> [Prompt 1]:
Answer these questions from the forum thread on map visualizations:
(a) What problem do cartograms attempt to solve?
(b) Which example from the lecture uses color blending and half-tone to convey its story?
(c) What framework did jsnation use for a project at a summer job?
> [Prompt 2]: Retype the part of the forum thread on map visualizations that opens with the words containing "I found really" and closes with "curve, I believe)".
> [Prompt 3]: Continue the forum thread on map visualizations from its last line, adding to the final post.

> [Source excerpt]:
++++++++++++++++++++
It was really cool to see so many different types of maps in this lecture. I think that one of the most difficult part of using a map to visualize data is that there is already a natural spatial encoding being used for the map, so the choice of visual encodings for the data is generally restricted and of course the space of the visualization is also restricted by the map. All the maps we looked at try to solve problems that seem to arise because of the relationship between the data and the spatial encoding. For example, cartograms attempt to solve the problem that larger regions in the map draw greater visual importance. Given the encoding restrictions imposed by a map, it was amazing to see so many creative solutions to some of the common issues that come up when trying to use maps to represent data.

And of course, if anyone hasn't checked it out yet, take a look at PolyMaps, http://polymaps.org, which has even more cool examples. Though I haven't used it, I like the PolyMaps idea that drawing maps should be simple and it should not be difficult to encode data on a map. I can see that they have clearly embraced this based on the shortness of source code in the examples on the website.

jasonch wrote:

I thought it's very interesting how this lecture relate to the lecture on colors. Particularly, Tuesday we sort of hint that color blending is something we should watch out for and avoid. But the example of the Tree+Cab+Crime uses color blending and half-tone to convey the story. By allowing the colors to blend, it shows information about how two data dimensions relate. I think this could be a powerful tool that we can explore!

jsnation wrote:

I really enjoyed the lecture, and appreciated the simply guidelines for what types of map visualizations work for what types of data. One thing that we didn't hear much about were 3D map visualizations. I got the chance to make a somewhat visualization centric project this summer at my job using Nasa's World Wind framework for Java (also for .net) http://worldwind.arc.nasa.gov/java/ . This was a really cool framework for creating map visualizations in both 3D and 2D. One of the neatest features is that you can easily switch between 3D and 2D views of your visualization because the 2D is just a projection of the 3D scene. I realize that this type of tool is probably overkill for simple visualizations, as the toolkit is meant primarily for highly accurate geo-spatial stuff - but it looks really cool, and is pretty easy to use as far as APIs go. The 3D/2D map combination can work well if you have data based on elevation (which can be visible in 3D), or data for visualizations of things in space, like satellites.

mariasan wrote:

Man, I wish I had heard this lecture before I started my assignment. I spent a lot of time doing manual work that might have worked better in polymaps. Super interesting and fun subject though, I might do something with maps for the final assignment too!

I've been pondering if it's always a bad idea to use color field encoding on a map areas, using raw numbers. I get the argument that ratios are better, but if you don't have the areal information I think color fields are still better than many other alternatives. While working on assignment 3 I realized that drawing dots to represent populations exaggerates the small area looking more dense effect more than color fields do...

jtamayo wrote:

I found really interesting the XKCD comic for plotting the IP address assignment in the world. More than being funny, it shows how to map a single-dimension variable to a two-dimensional representation. It's also an excellent match for this type of data: it shows the size of the address space as area, naturally plots together areas that are together, and by drawing the exact values on the graph makes it possible to go back to the 1-d representation.

Here's the typical link to space-filling curves in wikipedia, and the particular curve used on this graph (the Hilbert curve, I believe)
++++++++++++++++++++
(Records from a data collection)

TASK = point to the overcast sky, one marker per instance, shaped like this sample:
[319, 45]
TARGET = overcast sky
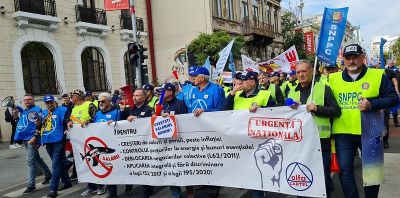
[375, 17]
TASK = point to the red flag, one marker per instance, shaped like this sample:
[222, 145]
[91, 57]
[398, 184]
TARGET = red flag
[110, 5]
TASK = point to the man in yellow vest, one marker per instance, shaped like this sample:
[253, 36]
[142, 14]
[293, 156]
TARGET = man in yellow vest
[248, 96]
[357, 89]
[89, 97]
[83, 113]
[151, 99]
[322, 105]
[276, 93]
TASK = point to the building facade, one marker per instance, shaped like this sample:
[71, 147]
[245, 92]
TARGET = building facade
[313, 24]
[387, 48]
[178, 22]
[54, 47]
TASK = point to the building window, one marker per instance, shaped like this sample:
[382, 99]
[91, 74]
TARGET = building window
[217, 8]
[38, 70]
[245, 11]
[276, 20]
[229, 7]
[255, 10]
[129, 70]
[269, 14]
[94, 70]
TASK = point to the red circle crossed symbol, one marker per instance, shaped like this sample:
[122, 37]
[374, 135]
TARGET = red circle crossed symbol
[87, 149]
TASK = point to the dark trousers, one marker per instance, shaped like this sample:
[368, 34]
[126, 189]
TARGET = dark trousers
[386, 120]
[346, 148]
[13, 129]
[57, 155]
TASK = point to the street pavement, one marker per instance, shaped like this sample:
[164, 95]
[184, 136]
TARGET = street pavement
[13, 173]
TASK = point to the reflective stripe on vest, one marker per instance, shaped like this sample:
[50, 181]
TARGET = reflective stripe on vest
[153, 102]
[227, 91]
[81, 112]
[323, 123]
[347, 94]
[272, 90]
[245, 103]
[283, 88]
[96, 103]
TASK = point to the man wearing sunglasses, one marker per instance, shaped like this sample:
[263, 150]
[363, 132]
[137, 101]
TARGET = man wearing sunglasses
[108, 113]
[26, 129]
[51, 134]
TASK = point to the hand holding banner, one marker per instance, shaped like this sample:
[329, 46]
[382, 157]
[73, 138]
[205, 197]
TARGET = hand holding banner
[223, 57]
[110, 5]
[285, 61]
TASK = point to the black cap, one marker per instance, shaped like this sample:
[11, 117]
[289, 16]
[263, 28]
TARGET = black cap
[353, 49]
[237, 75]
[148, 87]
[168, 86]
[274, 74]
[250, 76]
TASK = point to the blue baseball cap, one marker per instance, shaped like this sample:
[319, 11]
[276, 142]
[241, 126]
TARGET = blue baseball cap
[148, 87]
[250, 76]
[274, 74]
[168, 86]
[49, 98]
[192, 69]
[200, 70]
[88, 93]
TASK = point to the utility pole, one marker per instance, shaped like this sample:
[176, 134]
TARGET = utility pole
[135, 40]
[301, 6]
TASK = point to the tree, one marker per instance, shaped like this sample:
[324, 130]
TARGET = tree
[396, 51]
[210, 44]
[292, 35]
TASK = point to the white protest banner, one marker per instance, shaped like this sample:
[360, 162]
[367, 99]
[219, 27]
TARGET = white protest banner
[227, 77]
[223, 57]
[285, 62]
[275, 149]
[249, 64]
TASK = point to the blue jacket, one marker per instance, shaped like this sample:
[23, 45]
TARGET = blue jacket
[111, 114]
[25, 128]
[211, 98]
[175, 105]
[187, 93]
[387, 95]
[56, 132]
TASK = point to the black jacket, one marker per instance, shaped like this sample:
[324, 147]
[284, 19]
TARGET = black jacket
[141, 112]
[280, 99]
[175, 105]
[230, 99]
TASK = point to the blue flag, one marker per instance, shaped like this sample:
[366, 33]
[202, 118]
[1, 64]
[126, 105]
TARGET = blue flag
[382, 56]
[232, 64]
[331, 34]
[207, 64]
++++++++++++++++++++
> [Expected answer 1]:
(a) Larger regions in the map draw greater visual importance.
(b) The Tree+Cab+Crime example.
(c) NASA's World Wind framework for Java.

> [Expected answer 2]:
I found really interesting the XKCD comic for plotting the IP address assignment in the world. More than being funny, it shows how to map a single-dimension variable to a two-dimensional representation. It's also an excellent match for this type of data: it shows the size of the address space as area, naturally plots together areas that are together, and by drawing the exact values on the graph makes it possible to go back to the 1-d representation.

Here's the typical link to space-filling curves in wikipedia, and the particular curve used on this graph (the Hilbert curve, I believe)

> [Expected answer 3]:
http://xkcd.com/195/ http://en.wikipedia.org/wiki/Space-filling_curve http://en.wikipedia.org/wiki/Hilbert_curve

hyatt4 wrote:

I went up and asked the second Mike a question after class about the business side of things. I was curious how his company had worked out the arrangement for their project with NBC (or was it MSNBC) to create the hurricane tracker. This may not be anything new to someone reading this, but I could only speculate on how a company like his earned a profit. Mike said that their company develops a contract per job. Essentially, they provide a service for whoever hires them and the hirer then gets to keep whatever product Mike's company produces. There was no licensing involved here or continued claim of their work. Once they were done, the parent company owns everything. Now, they also can hire themselves out at an hourly rate for touch-up tweaks, maintenance and the like. For the case with NBC, he said that they had a competent team that could sustain their product as hurricanes came and went, however they were recently hired again to add some additional features to the hurricane tracker which Mike's company then billed at their hourly rate.

jbastien wrote:

@hyatt4 very interesting question to ask! It's an interesting business model and has a very "artisan" feel to it while still being CS-y.

ankitak wrote:

This reminds me of a discussion with some friends (particularly Joe) on tangentially related work by mathematician BenoƮt Mandelbrot on measurement of coastlines - http://en.wikipedia.org/wiki/How_Long_Is_the_Coast_of_Britain%3F_Statistical_Self-Similarity_and_Fractional_Dimension.

esegel wrote:

@msewak "I thought it was really cool that the flow map describes geography without actually drawing the map"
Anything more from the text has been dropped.